Exercise objective →
Rewrite the entries below, changing every "outlines" to "polygons" and leaving the rest as it is.
+===+
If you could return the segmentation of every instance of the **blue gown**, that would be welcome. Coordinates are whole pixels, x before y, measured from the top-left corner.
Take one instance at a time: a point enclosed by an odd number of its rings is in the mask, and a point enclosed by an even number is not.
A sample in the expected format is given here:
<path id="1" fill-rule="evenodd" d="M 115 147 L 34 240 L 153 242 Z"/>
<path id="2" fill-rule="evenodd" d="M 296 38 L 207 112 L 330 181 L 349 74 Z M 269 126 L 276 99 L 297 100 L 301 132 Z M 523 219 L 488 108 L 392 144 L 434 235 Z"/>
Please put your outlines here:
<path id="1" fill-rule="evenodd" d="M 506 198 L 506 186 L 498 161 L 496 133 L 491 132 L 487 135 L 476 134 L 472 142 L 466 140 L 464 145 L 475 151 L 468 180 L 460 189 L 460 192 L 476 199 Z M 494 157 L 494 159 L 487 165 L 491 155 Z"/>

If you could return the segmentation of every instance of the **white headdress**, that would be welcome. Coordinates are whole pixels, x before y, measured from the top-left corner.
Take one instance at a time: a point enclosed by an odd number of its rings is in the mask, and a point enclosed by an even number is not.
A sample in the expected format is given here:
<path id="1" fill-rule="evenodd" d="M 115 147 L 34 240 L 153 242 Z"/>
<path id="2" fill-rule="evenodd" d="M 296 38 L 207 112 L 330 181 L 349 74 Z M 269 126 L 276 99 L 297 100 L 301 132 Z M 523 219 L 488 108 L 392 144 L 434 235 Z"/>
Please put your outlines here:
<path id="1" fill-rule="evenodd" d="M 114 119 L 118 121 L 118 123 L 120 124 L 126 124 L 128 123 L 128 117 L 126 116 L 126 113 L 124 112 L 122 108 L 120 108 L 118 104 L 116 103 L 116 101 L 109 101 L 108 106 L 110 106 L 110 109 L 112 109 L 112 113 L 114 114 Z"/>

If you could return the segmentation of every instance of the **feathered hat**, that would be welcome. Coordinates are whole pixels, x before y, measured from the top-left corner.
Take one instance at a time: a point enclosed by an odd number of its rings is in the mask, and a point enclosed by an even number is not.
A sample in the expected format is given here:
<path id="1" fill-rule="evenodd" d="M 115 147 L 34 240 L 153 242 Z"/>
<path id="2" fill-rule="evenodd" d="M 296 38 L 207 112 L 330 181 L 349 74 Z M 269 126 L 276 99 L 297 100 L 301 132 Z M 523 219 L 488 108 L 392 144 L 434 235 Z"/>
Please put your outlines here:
+===+
Complete output →
If you could return the segmentation of every instance of the **blue gown**, that would be welcome. Coordinates are whole pixels, x before y, measured from the top-left corner.
Take one instance at a time: a point enclosed by an odd number of its rings is in the mask, and a point enclosed by an even number is not.
A sample in the expected format is given here:
<path id="1" fill-rule="evenodd" d="M 115 147 L 34 240 L 153 242 Z"/>
<path id="2" fill-rule="evenodd" d="M 296 38 L 207 112 L 330 181 L 349 74 Z M 269 126 L 276 99 L 297 100 L 301 132 Z M 523 219 L 488 108 L 392 144 L 434 235 Z"/>
Please put your polygons here:
<path id="1" fill-rule="evenodd" d="M 506 198 L 506 186 L 498 161 L 496 133 L 491 132 L 487 135 L 476 134 L 472 142 L 466 140 L 464 145 L 475 151 L 468 180 L 460 189 L 460 192 L 476 199 Z M 494 157 L 494 159 L 487 165 L 491 155 Z"/>

If you could return the segmentation of every instance of the **white headdress**, that would be welcome. Coordinates are whole pixels, x before y, measured from the top-left corner.
Take one instance at a time: a point enclosed by an odd number of its rings is in the mask, and a point enclosed by an even number is not.
A sample in the expected format is given here:
<path id="1" fill-rule="evenodd" d="M 115 147 L 34 240 L 153 242 Z"/>
<path id="2" fill-rule="evenodd" d="M 296 38 L 207 112 L 330 181 L 349 74 Z M 269 126 L 276 99 L 297 100 L 301 132 Z M 523 219 L 488 108 L 392 144 L 434 235 Z"/>
Please put your polygons here:
<path id="1" fill-rule="evenodd" d="M 114 119 L 118 121 L 118 123 L 120 124 L 126 124 L 128 123 L 128 117 L 126 116 L 126 113 L 124 112 L 122 108 L 120 108 L 118 104 L 116 103 L 116 101 L 109 101 L 108 106 L 110 106 L 110 109 L 112 109 L 112 113 L 114 114 Z"/>

If you could return the segmentation of every instance of the **feathered hat**, that would be welcome. Coordinates are whole pixels, x before y, measured from the top-left corner.
Take one instance at a time: a point enclosed by an odd number of its rings is in the mask, and a point enclosed by an even number is not.
A sample in the expected format is given here:
<path id="1" fill-rule="evenodd" d="M 115 147 L 34 240 L 153 242 Z"/>
<path id="2" fill-rule="evenodd" d="M 296 38 L 207 112 L 330 181 L 349 74 Z M 269 126 L 276 99 L 297 100 L 301 132 Z M 523 219 L 488 108 L 392 144 L 434 235 Z"/>
Please put your polygons here:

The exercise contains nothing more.